*Photo-based referring expression data*

== Segment start ==

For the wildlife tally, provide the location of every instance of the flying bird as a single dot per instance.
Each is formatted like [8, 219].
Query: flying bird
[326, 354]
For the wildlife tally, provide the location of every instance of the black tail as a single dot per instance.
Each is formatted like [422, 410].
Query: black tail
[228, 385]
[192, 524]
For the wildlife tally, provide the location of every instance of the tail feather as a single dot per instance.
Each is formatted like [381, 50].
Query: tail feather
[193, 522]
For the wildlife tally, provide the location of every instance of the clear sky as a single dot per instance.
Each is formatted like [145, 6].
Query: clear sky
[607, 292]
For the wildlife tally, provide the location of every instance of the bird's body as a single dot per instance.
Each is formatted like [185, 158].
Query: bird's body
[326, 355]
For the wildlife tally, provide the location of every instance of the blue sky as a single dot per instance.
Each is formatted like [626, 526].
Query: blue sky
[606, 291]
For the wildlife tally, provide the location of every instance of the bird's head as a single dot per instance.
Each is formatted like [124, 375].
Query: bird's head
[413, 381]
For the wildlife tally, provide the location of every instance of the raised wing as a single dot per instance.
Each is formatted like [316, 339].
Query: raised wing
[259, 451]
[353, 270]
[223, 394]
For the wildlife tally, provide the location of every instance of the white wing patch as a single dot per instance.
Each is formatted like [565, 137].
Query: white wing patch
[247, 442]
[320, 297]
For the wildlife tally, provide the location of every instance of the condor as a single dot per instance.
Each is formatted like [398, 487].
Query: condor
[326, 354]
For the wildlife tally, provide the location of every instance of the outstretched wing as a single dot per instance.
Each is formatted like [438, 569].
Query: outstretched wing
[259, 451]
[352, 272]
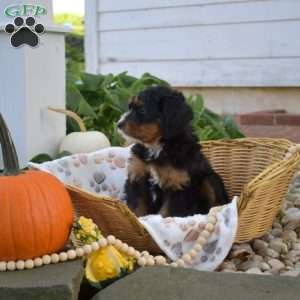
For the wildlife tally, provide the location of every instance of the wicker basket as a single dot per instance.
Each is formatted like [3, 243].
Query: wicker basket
[258, 170]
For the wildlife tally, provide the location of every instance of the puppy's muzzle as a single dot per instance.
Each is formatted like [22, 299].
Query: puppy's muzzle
[121, 124]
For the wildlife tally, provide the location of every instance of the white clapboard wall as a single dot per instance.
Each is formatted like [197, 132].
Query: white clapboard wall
[209, 43]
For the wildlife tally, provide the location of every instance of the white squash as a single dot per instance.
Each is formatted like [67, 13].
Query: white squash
[83, 141]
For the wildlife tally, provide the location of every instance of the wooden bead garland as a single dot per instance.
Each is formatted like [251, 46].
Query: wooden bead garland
[143, 258]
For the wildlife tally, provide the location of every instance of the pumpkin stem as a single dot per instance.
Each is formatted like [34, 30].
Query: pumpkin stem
[72, 115]
[9, 154]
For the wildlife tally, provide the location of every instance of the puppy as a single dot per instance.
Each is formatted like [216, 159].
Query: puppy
[168, 173]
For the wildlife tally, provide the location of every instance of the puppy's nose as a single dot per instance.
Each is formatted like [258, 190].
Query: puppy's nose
[120, 124]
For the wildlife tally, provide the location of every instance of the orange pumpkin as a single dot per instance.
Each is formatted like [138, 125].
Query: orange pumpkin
[35, 209]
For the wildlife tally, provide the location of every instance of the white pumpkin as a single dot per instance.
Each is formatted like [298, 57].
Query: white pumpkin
[83, 141]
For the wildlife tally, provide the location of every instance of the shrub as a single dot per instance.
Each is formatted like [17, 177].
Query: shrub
[101, 99]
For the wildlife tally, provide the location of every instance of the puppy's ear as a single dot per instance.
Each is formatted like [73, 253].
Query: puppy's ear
[176, 115]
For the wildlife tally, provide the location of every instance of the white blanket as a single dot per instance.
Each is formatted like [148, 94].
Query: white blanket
[105, 172]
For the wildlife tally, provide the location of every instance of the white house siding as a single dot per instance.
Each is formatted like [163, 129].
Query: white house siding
[197, 43]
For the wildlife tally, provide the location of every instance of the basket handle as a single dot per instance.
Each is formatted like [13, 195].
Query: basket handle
[292, 150]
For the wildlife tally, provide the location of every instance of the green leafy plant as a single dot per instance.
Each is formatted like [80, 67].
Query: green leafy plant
[101, 99]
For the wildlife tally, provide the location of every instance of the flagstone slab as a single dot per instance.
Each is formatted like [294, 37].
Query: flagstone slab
[52, 282]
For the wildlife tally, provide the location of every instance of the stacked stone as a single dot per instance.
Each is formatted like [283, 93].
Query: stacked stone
[278, 251]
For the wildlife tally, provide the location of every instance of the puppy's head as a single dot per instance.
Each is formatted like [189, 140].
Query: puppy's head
[156, 113]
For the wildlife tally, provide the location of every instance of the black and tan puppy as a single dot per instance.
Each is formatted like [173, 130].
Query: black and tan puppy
[168, 174]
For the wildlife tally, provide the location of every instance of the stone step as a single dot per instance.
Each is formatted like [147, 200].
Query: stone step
[53, 282]
[163, 283]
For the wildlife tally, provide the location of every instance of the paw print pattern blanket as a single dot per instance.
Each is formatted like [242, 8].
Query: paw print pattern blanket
[105, 172]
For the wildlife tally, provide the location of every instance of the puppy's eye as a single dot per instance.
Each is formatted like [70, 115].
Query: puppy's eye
[142, 111]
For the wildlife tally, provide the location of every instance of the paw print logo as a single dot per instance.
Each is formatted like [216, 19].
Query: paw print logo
[24, 32]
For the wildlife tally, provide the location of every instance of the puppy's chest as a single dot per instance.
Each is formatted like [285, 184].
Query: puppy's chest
[168, 177]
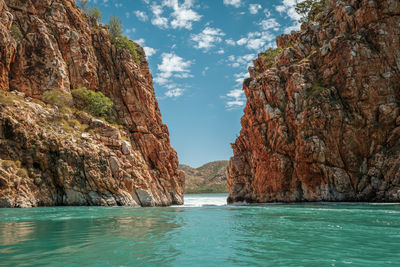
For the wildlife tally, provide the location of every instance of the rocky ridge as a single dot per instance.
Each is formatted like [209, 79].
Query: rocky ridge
[322, 120]
[59, 156]
[209, 178]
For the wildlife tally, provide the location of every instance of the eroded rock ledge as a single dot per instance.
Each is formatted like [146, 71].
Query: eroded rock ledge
[52, 156]
[322, 121]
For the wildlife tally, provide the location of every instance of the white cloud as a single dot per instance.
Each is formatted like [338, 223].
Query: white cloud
[174, 93]
[207, 38]
[289, 7]
[230, 42]
[149, 51]
[172, 66]
[253, 8]
[204, 71]
[256, 40]
[235, 3]
[129, 31]
[140, 41]
[182, 15]
[270, 24]
[158, 20]
[236, 98]
[241, 61]
[141, 15]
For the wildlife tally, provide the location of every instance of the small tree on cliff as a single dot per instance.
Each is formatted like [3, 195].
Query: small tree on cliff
[83, 4]
[95, 13]
[115, 28]
[310, 10]
[120, 41]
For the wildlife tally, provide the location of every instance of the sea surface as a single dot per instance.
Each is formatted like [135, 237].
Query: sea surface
[203, 232]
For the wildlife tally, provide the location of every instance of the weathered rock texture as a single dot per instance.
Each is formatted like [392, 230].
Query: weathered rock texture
[322, 123]
[60, 48]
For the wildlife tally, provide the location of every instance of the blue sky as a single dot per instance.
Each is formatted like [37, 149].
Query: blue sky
[199, 52]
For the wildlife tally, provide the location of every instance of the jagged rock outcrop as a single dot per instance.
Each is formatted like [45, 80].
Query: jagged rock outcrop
[46, 156]
[322, 120]
[209, 178]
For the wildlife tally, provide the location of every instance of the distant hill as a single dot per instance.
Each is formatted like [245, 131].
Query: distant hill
[209, 178]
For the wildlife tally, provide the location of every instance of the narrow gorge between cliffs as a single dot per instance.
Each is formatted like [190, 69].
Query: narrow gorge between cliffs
[199, 133]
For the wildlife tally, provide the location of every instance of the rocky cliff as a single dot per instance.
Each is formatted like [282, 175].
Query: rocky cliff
[322, 121]
[62, 156]
[209, 178]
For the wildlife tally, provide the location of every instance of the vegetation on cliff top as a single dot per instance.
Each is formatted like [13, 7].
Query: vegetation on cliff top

== Segment end ==

*Activity*
Could the entries above be printed again exactly, apart from the pictures?

*Solution to the problem*
For the wildlife tally, provide the location of every instance of the flying bird as a single dot per instance.
Each is formatted like [8, 219].
Query: flying bird
[326, 354]
For the wildlife tally, provide the location of every instance of the black tail as a single dot per instance.
Each is formatted like [422, 410].
Query: black tail
[228, 385]
[192, 524]
For the wildlife tally, provide the location of every instance of the tail feather as a single dot per instance.
Each is formatted like [381, 50].
Query: tail feather
[193, 522]
For the wildlife tally, provide the location of every instance of the clear sky as a single dot per instance.
Each is formatted like [145, 6].
Query: clear sky
[607, 292]
For the wildlife tally, provide the location of every instance of the bird's body as a single dot per instance.
Each is formatted like [185, 158].
Query: bird's body
[326, 355]
For the wildlife tally, provide the location of every instance of the blue sky as a single dot per instance.
Each is formatted like [626, 526].
Query: blue sky
[606, 291]
For the wildlife tally, provide the location of every instance of the bird's head as a single dot per instance.
Each is formatted like [124, 375].
Query: bird's head
[413, 381]
For the wildlife tally, provide the location of every instance of the raised wing as a single dot per instance.
Each is formatted like [316, 339].
Query: raised wing
[259, 451]
[353, 270]
[223, 394]
For the wildlife tally, provide the location of every instance of the white wing patch as a single dot per instance.
Each is formatted like [565, 137].
Query: white wing patch
[247, 442]
[320, 297]
For the wildlife tally, provide the location of every instance of the condor as a single dot per instance.
Each is formatted like [398, 487].
Query: condor
[326, 354]
For the wildlife tally, provide the location of every instance of the outstretched wing as a single dot per instance.
Each is formatted like [438, 569].
Query: outstretched wing
[259, 451]
[352, 272]
For the wildlife tally, provide the location of every instance of the wicker basket as a single dot per instance.
Each is formatted like [3, 243].
Query: wicker basket
[258, 170]
For the wildlife tally, provide the location of every instance of the puppy's muzzle as a single dot per instance.
Each is formatted like [22, 299].
Query: puppy's muzzle
[121, 124]
For the wildlife tally, provide the location of every instance of the white clapboard wall as a single dot per instance.
Each is formatted like [197, 132].
Query: white clapboard wall
[209, 43]
For the wildlife tally, provide the location of every instance of the white squash as a single dot per instance.
Each is formatted like [67, 13].
Query: white squash
[83, 141]
For the wildlife tally, provide the location of every instance of the wooden bead garland as a single dot per instance.
Each is formatted like [251, 46].
Query: wooden bead garland
[143, 258]
For the wildlife tally, provide the location of every instance of the pumpkin stem as a single dot per instance.
Each is formatted like [34, 30].
Query: pumpkin stem
[72, 115]
[9, 154]
For the wildlife tally, provide the location of every instance of the puppy as a single dot per instance.
Each is formatted like [216, 159].
Query: puppy
[168, 173]
For the wildlife tally, provide the location of every instance of the puppy's nose as a single dot per instance.
Each is formatted like [258, 190].
Query: puppy's nose
[120, 124]
For the wildlife tally, provide the location of every instance of the orange pumpkin as a single dot per instance.
Each is formatted like [138, 125].
Query: orange pumpkin
[35, 209]
For the wildlife tally, provide the location of every instance of the white pumpkin as a single dot per instance.
Each is formatted like [298, 57].
Query: white pumpkin
[83, 141]
For the wildlife tally, provide the location of every instance of the shrub as a single dot per instance.
Each is formatted like [17, 177].
Query: shrub
[101, 99]
For the wildlife tally, provide the location of every instance of the puppy's ear as a single dot per instance.
Each is formatted like [73, 253].
Query: puppy's ear
[176, 115]
For the wildlife tally, provide the location of every instance of the white blanket as a single dot per instance.
Each is formatted like [148, 94].
Query: white blanket
[105, 172]
For the wildlife tally, provide the location of every instance of the white house siding as a single dot per instance.
Each is formatted like [163, 129].
Query: white house siding
[197, 43]
For the wildlife tally, provide the location of every instance of the basket handle as a single dot per instance.
Each is formatted like [13, 195].
Query: basket handle
[292, 150]
For the wildlife tally, provide the location of every instance of the green leafy plant as a single dot per instance.
Each is formatted like [80, 67].
Query: green leafy plant
[101, 99]
For the wildlife tally, provide the location of every instance of the flagstone slab as a single dot per instance.
Each is formatted like [294, 37].
Query: flagstone slab
[52, 282]
For the wildlife tally, provide the location of every instance of the stacked stone as a single dot per instance.
Each is formatted like [283, 93].
Query: stacked stone
[278, 251]
For the wildlife tally, provide the location of every instance of the puppy's head as a single dot per instance.
Each is formatted like [189, 140].
Query: puppy's head
[156, 113]
For the wildlife tally, provide the location of every instance of the black and tan puppy as a single dot per instance.
Each is formatted like [173, 130].
Query: black and tan puppy
[168, 174]
For the wildlife tally, provide the location of every instance of the stone step as a single dot per instance.
Each is formatted like [147, 200].
Query: stone step
[53, 282]
[163, 283]
For the wildlife tally, provide the location of every instance of the paw print pattern blanket as a single dot per instance.
Each is formatted like [242, 8].
Query: paw print pattern blanket
[105, 172]
For the wildlife tally, provide the location of every instance of the puppy's eye as a single dot per instance.
Each is formatted like [70, 115].
Query: puppy's eye
[142, 111]
For the wildlife tally, provide the location of every instance of the paw print logo as a single dot per instance.
Each is formatted like [216, 19].
Query: paw print logo
[24, 32]
For the wildlife tally, provide the location of every instance of the puppy's chest as a single dot per instance.
Each is formatted like [285, 184].
Query: puppy's chest
[168, 177]
For the wildlife tally, provide the location of every instance of the rocky ridge as a single dot per instance.
Each is formatted like [209, 79].
Query: rocky ridge
[322, 120]
[59, 156]
[209, 178]
For the wildlife tally, provide the location of every instance of the eroded rock ledge as a single dot per instance.
Each is formatted like [146, 71].
Query: eroded rock ledge
[52, 156]
[322, 121]
For the wildlife tally, provide the location of every instance of the white cloud as a single dot per instance.
Each is formatted like [338, 223].
Query: white cloud
[174, 93]
[207, 38]
[289, 7]
[230, 42]
[149, 51]
[172, 66]
[253, 8]
[204, 71]
[256, 40]
[235, 3]
[129, 31]
[140, 41]
[182, 15]
[270, 24]
[158, 20]
[236, 98]
[241, 61]
[141, 15]
For the wildlife tally, provide the location of every instance of the small tree on cliff as a single dot per instance.
Each is formatted like [3, 195].
Query: small tree on cliff
[83, 4]
[95, 13]
[115, 28]
[310, 10]
[120, 41]
For the wildlife tally, provide the location of every instance of the sea surface as a single dot per instance.
Each is formatted like [135, 237].
Query: sea surface
[203, 232]
For the wildlife tally, provide the location of every instance of the weathered rock texture as a single dot per instance.
Each is formatted like [392, 230].
Query: weathered rock texture
[322, 123]
[60, 48]
For the wildlife tally, provide the location of every instance of the blue sky as a single dot per instance.
Each is formatted like [37, 149].
Query: blue sky
[199, 52]
For the wildlife tally, provide the location of every instance of the jagged rock outcrop as a single dot per instance.
Each is formatted like [45, 80].
Query: jagged rock outcrop
[46, 156]
[322, 120]
[209, 178]
For the wildlife tally, provide the location of every instance of the distant hill as a single dot per instance.
Each is formatted like [245, 131].
Query: distant hill
[209, 178]
For the wildlife tally, provide the location of every instance of the narrow gorge between cliffs as a single dot per instance.
Each is formatted like [190, 69].
Query: narrow gorge between cliffs
[199, 133]
For the wildlife tally, provide the location of every instance of the rocky cliff as a single dot per instance.
Each is formatted like [282, 175].
Query: rocky cliff
[322, 121]
[62, 156]
[209, 178]
For the wildlife tally, provide the location of every instance of the vegetation on cliff top as a single dot per instance.
Each is formatted like [13, 7].
Query: vegetation on cliff top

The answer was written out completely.